Unfortunately, Hafeli notes, FeRx folded about a year ago, and the clinical effects on the patients were never made public (Medical Device Daily, May 4, 2004).

"But the results were quite good," he adds. "X-rays show the microspheres ended up in the area of the liver they were targeting."

Made of materials ranging from polymers like gelatin and albumin to glass, the microspheres are about 1 micron in size, or about 1/25,400 of an inch – thus small enough to travel through capillary blood vessels, pulled along by a large external magnetic force.

"They have to be a little bit smaller than the red blood cells because you don't want to clog the capillaries," says Hafeli.

Use of polymers in the human body is not new; surgeons have been using polymeric sutures for at least two decades. And like polymeric sutures, microspheres are biodegradable and eventually disappear from the body.

"You can use what people normally call these 'slow-release' applications, or you could actually chemically bind the drug to your microspheres. Its enzymatic action breaks off the drug, and then the drug is free to do the treatment."

##############################

#### [Assigned task 1]
Using the passage on magnetic microspheres, decide whether each statement agrees with it: (a) The microspheres are about 1 micron in size. (b) FeRx made the clinical effects on its patients public. (c) The microspheres are biodegradable. For each, give yes or no and quote the deciding words.
#### [Assigned task 2]
According to the passage on magnetic microspheres, for how long have surgeons been using polymeric sutures?
#### [Assigned task 3]
Extend the passage on magnetic microspheres by writing what comes after its final sentence.

##############################

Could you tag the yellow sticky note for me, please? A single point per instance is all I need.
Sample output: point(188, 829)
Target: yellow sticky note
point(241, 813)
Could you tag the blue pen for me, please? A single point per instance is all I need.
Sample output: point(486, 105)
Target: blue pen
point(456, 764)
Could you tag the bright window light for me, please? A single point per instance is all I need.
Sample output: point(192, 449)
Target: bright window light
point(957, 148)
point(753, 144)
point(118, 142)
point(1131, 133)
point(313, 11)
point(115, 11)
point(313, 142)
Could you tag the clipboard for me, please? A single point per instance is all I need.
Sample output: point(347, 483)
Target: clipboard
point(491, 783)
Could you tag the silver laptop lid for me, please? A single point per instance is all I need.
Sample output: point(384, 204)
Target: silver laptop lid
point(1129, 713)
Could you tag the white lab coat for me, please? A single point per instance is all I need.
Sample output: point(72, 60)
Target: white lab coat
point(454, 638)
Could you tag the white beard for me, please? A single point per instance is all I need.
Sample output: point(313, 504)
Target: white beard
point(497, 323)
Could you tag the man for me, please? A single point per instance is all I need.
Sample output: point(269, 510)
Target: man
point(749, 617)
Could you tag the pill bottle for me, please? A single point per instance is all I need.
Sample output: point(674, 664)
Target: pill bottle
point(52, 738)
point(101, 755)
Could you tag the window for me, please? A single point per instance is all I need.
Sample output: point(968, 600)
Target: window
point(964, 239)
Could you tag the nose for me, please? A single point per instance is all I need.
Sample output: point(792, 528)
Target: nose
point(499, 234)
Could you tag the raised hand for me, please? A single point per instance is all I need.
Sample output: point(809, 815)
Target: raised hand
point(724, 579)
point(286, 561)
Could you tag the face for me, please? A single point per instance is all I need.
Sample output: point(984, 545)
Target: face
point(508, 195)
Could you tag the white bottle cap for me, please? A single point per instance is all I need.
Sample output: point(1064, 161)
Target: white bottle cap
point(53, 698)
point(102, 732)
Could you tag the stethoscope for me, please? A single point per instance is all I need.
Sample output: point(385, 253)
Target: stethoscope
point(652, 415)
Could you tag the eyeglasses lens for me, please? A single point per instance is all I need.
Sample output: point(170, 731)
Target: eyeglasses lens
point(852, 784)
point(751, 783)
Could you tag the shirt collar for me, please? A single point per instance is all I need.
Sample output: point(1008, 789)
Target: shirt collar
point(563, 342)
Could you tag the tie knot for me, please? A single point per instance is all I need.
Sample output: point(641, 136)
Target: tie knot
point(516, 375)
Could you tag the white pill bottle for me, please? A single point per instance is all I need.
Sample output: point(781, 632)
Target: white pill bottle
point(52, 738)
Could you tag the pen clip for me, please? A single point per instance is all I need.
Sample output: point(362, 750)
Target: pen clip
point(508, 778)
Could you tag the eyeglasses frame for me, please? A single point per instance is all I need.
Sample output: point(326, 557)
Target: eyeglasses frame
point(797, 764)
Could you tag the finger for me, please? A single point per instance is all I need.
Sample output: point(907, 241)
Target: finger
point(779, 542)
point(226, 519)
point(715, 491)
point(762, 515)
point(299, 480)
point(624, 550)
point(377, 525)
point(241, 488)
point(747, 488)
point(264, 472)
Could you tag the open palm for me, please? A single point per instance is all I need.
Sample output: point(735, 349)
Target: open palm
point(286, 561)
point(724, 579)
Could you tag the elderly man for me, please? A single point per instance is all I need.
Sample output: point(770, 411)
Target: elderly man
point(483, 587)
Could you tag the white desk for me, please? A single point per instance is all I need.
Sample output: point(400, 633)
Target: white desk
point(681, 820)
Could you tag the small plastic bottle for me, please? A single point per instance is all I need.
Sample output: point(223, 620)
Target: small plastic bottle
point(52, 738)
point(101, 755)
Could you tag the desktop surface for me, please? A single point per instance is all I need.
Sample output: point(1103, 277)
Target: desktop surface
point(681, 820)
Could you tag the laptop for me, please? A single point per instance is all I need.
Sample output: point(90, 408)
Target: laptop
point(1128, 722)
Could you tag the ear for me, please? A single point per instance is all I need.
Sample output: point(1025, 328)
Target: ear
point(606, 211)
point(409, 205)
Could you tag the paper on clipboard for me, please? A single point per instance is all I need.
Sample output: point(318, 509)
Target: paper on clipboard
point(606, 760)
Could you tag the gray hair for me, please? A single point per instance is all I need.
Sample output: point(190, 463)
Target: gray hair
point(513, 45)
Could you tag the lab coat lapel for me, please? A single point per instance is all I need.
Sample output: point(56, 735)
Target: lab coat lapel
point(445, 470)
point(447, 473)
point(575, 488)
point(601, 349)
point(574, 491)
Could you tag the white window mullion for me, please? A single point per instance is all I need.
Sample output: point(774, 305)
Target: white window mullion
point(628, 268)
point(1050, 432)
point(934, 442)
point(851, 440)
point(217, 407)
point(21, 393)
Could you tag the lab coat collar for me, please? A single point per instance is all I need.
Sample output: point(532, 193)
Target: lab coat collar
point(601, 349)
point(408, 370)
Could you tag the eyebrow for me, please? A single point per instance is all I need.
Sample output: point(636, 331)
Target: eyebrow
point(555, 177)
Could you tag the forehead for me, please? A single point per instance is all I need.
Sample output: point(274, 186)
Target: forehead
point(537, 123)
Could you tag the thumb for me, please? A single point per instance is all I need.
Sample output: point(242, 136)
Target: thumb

##############################

#### [Written response 1]
(a) Yes: "the microspheres are about 1 micron in size"
(b) No: "the clinical effects on the patients were never made public"
(c) Yes: "microspheres are biodegradable and eventually disappear from the body"

#### [Written response 2]
For at least two decades.

#### [Written response 3]
Hafeli believes those with diabetes could be the first to benefit from his magnetic bandage.

Diabetics often suffer from open leg wounds or ulcers that fail to heal after three or four months, thereby putting them at risk for infection – or much worse. About 5,000 people in Canada, for example, have their legs amputated each year as a result of diabetic leg ulcers. In the U.S. the figure runs closer to 80,000 a year.

Another application for microspheres, says Hafeli, could be in the field of gene therapy. Some genetic researchers already are using small magnetic particles to attract genes to human cells and, he says, doing it "faster, much more efficiently and with much less material" than conventional gene therapy.

"The results in cell culture experiments are very nice, very clear. It's just great," he says.

But this greatest excitement is reserved for the potential use of microspheres and magnetic bandages to treat cancers, especially those nearest the body surface, such as skin cancer.

"For the ones where we have relatively good access to the tumor – where we are within reach of the magnetic field from the outside – I think this technology would be a good choice. It should work," says Hafeli.

One challenge the technology faces is developing microspheres that are sufficiently magnetic to be attracted by the magnetic bandage.

Hafeli's work at UBC will involve a multi-disciplinary science team, with its main task being to seek out "the perfect particle" to produce a more magnetic microsphere, he says.

A second problem is balancing the toxicity of drugs with the number of microspheres injected into a patient's blood stream.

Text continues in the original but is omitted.